* START MATERIAL PROVIDED *
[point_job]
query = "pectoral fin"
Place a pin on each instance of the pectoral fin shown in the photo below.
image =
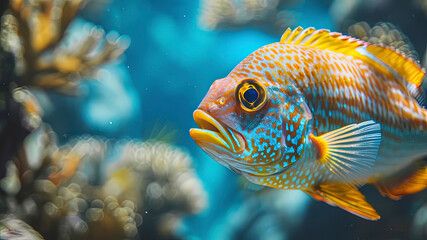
(350, 152)
(346, 197)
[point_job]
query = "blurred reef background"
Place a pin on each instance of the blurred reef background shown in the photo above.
(96, 99)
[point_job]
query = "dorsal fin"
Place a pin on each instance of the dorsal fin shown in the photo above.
(384, 59)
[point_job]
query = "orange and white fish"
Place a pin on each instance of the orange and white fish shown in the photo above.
(323, 113)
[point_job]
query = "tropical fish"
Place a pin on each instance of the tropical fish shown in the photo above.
(320, 112)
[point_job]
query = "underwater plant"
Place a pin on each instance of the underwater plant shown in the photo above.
(66, 195)
(269, 15)
(63, 192)
(384, 33)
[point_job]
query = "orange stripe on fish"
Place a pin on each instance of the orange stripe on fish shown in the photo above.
(320, 112)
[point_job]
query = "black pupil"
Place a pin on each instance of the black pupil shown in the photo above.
(251, 95)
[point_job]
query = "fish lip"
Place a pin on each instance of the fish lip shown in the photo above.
(212, 131)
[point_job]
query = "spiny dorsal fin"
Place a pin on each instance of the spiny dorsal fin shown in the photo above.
(384, 59)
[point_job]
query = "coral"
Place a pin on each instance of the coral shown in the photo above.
(386, 34)
(33, 31)
(64, 194)
(160, 179)
(12, 228)
(218, 14)
(34, 55)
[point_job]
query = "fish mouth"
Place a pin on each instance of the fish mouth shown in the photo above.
(212, 133)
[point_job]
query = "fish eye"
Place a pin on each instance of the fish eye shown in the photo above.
(251, 95)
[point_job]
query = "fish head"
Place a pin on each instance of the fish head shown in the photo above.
(242, 125)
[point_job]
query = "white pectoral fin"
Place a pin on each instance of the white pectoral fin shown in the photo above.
(350, 152)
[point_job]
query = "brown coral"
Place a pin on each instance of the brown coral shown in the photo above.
(42, 60)
(386, 34)
(269, 15)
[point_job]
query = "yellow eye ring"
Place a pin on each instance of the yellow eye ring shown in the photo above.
(251, 95)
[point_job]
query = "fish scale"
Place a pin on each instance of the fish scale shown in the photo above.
(331, 113)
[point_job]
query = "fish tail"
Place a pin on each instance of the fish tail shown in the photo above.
(411, 179)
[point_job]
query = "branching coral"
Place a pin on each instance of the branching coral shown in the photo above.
(386, 34)
(43, 61)
(159, 177)
(32, 36)
(217, 14)
(63, 195)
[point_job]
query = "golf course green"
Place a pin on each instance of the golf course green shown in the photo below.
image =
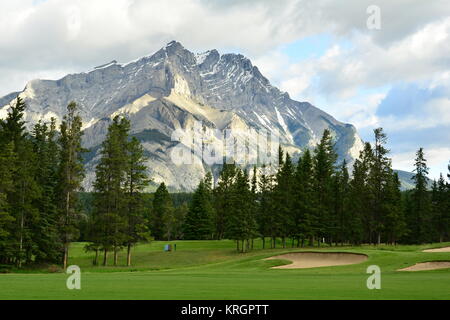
(214, 270)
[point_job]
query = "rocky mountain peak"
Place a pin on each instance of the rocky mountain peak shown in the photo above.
(171, 90)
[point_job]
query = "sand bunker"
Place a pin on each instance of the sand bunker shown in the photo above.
(428, 266)
(445, 249)
(303, 260)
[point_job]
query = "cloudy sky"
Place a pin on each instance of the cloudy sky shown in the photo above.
(322, 51)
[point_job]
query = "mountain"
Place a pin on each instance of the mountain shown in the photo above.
(406, 181)
(172, 90)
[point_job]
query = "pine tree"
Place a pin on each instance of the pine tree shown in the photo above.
(420, 219)
(264, 202)
(379, 176)
(222, 198)
(71, 175)
(161, 214)
(283, 199)
(6, 219)
(304, 201)
(24, 190)
(110, 201)
(341, 204)
(135, 183)
(441, 209)
(395, 224)
(47, 245)
(241, 223)
(199, 218)
(324, 166)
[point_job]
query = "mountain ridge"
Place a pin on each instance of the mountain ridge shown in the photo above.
(172, 89)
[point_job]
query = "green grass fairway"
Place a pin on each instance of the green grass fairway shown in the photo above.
(213, 270)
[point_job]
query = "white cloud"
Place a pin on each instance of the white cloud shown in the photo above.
(47, 39)
(437, 160)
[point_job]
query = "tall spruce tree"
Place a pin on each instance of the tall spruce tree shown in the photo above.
(135, 183)
(420, 219)
(162, 212)
(24, 189)
(379, 176)
(47, 244)
(324, 167)
(304, 213)
(7, 220)
(199, 223)
(110, 197)
(70, 176)
(283, 199)
(222, 198)
(264, 203)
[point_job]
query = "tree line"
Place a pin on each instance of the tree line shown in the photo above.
(318, 201)
(311, 202)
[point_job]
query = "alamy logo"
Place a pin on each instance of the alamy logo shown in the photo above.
(74, 280)
(374, 19)
(374, 281)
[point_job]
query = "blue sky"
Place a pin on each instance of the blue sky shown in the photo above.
(320, 51)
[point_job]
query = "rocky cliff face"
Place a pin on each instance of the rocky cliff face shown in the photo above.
(174, 89)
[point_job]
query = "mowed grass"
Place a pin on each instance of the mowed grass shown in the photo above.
(214, 270)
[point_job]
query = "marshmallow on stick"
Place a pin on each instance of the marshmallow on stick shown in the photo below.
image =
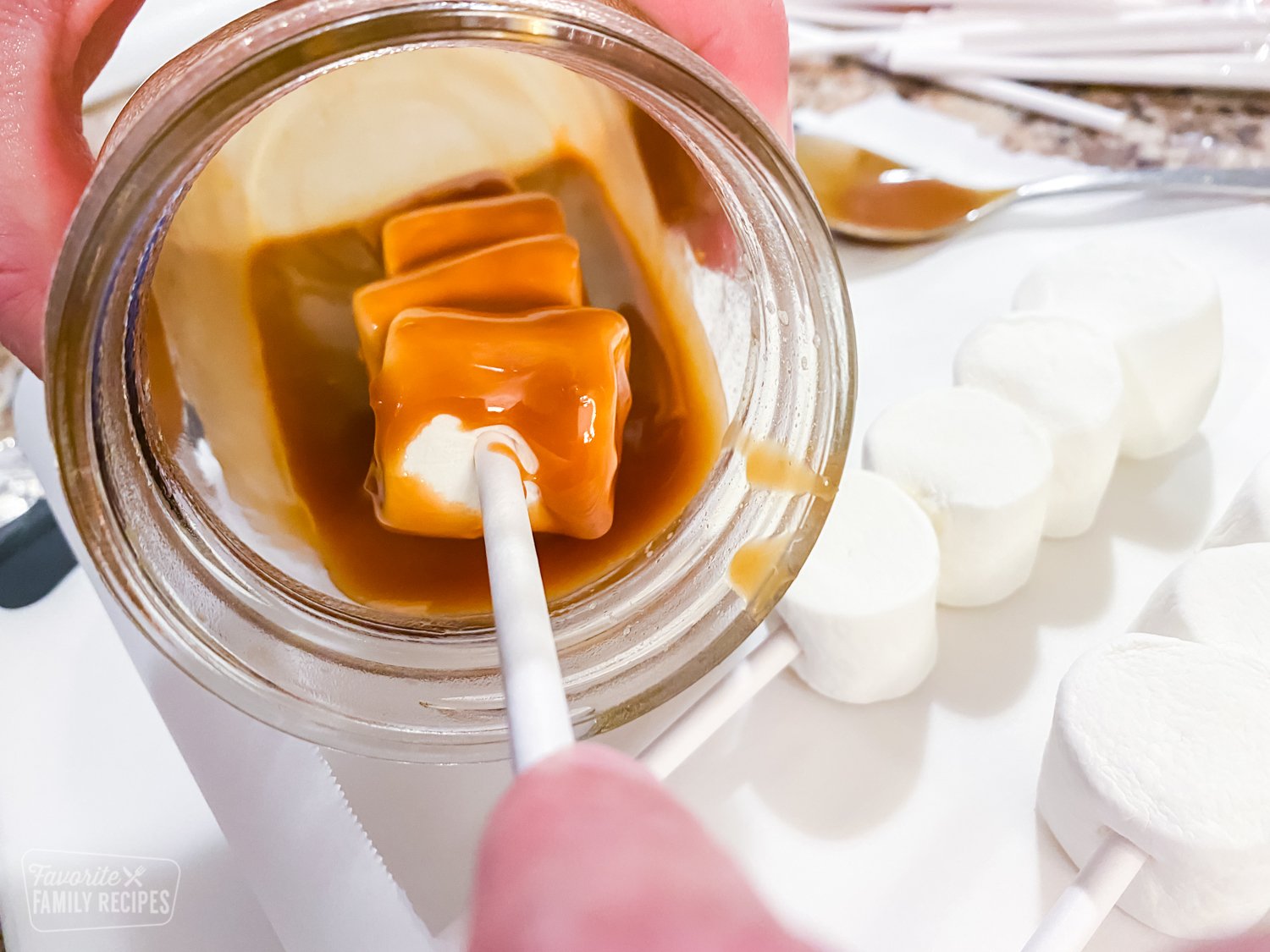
(1165, 317)
(1247, 518)
(980, 470)
(1066, 376)
(1218, 597)
(477, 337)
(1158, 759)
(863, 608)
(859, 621)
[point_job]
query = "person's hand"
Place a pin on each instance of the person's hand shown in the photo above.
(588, 852)
(52, 50)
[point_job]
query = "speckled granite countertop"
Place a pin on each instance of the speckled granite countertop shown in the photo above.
(1171, 129)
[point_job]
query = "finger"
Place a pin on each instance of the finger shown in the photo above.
(748, 41)
(51, 52)
(588, 852)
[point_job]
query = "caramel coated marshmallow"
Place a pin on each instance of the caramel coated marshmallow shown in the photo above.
(478, 329)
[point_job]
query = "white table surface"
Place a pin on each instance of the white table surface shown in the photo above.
(902, 827)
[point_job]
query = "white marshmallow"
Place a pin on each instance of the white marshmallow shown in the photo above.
(1247, 520)
(1066, 376)
(1168, 744)
(1165, 317)
(442, 456)
(1219, 597)
(980, 470)
(863, 608)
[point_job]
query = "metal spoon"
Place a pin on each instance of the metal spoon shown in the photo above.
(963, 207)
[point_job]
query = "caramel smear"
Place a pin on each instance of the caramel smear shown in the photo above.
(467, 343)
(770, 466)
(861, 188)
(759, 570)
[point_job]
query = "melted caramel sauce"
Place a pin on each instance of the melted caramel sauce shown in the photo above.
(861, 188)
(558, 378)
(516, 276)
(446, 230)
(759, 570)
(769, 465)
(302, 291)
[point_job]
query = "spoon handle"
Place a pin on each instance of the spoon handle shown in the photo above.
(1240, 183)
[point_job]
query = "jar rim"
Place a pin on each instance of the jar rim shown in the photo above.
(210, 93)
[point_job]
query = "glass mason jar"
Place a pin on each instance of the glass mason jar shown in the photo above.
(393, 685)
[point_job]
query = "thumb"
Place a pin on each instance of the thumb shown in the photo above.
(588, 852)
(51, 51)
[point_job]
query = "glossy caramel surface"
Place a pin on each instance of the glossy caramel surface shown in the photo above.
(863, 190)
(556, 378)
(302, 292)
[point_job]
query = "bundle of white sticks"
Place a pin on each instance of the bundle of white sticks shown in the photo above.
(990, 47)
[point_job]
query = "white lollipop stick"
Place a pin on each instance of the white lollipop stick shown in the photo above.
(719, 705)
(538, 711)
(1077, 914)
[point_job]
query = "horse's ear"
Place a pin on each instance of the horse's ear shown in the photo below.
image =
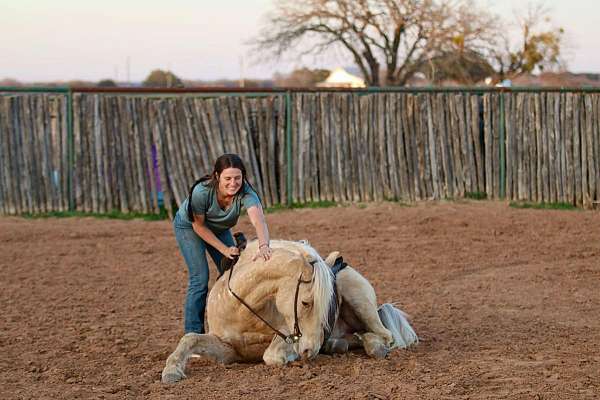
(330, 260)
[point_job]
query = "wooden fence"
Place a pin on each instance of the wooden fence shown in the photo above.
(127, 150)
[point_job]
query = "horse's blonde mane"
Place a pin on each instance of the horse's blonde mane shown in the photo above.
(322, 278)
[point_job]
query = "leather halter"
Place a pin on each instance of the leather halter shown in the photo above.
(291, 338)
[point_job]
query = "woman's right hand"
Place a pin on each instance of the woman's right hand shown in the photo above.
(231, 252)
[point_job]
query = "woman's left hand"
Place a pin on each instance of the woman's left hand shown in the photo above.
(263, 252)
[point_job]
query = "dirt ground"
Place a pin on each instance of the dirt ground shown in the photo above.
(506, 303)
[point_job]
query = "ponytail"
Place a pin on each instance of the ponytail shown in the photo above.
(189, 208)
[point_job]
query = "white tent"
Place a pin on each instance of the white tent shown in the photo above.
(340, 78)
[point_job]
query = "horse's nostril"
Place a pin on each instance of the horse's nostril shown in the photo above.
(307, 354)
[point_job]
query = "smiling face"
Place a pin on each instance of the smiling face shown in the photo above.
(230, 181)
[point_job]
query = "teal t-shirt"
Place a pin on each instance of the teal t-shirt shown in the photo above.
(204, 201)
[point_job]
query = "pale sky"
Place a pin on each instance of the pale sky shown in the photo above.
(47, 40)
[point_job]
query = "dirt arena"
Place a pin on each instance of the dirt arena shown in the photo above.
(506, 303)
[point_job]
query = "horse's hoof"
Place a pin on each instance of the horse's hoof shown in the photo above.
(172, 375)
(379, 351)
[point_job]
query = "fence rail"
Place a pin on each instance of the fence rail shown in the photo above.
(97, 152)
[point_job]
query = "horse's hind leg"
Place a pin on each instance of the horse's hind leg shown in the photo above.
(194, 343)
(359, 296)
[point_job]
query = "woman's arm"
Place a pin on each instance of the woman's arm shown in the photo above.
(257, 218)
(209, 237)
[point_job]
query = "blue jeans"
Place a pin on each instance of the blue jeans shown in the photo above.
(194, 249)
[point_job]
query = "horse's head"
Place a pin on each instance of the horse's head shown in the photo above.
(313, 282)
* END MATERIAL PROVIDED *
> **WHAT TO DO**: Count the lines in the records above that contain the string "shirt", with letter case significant. Give only the number.

> **EXERCISE ANSWER**: 2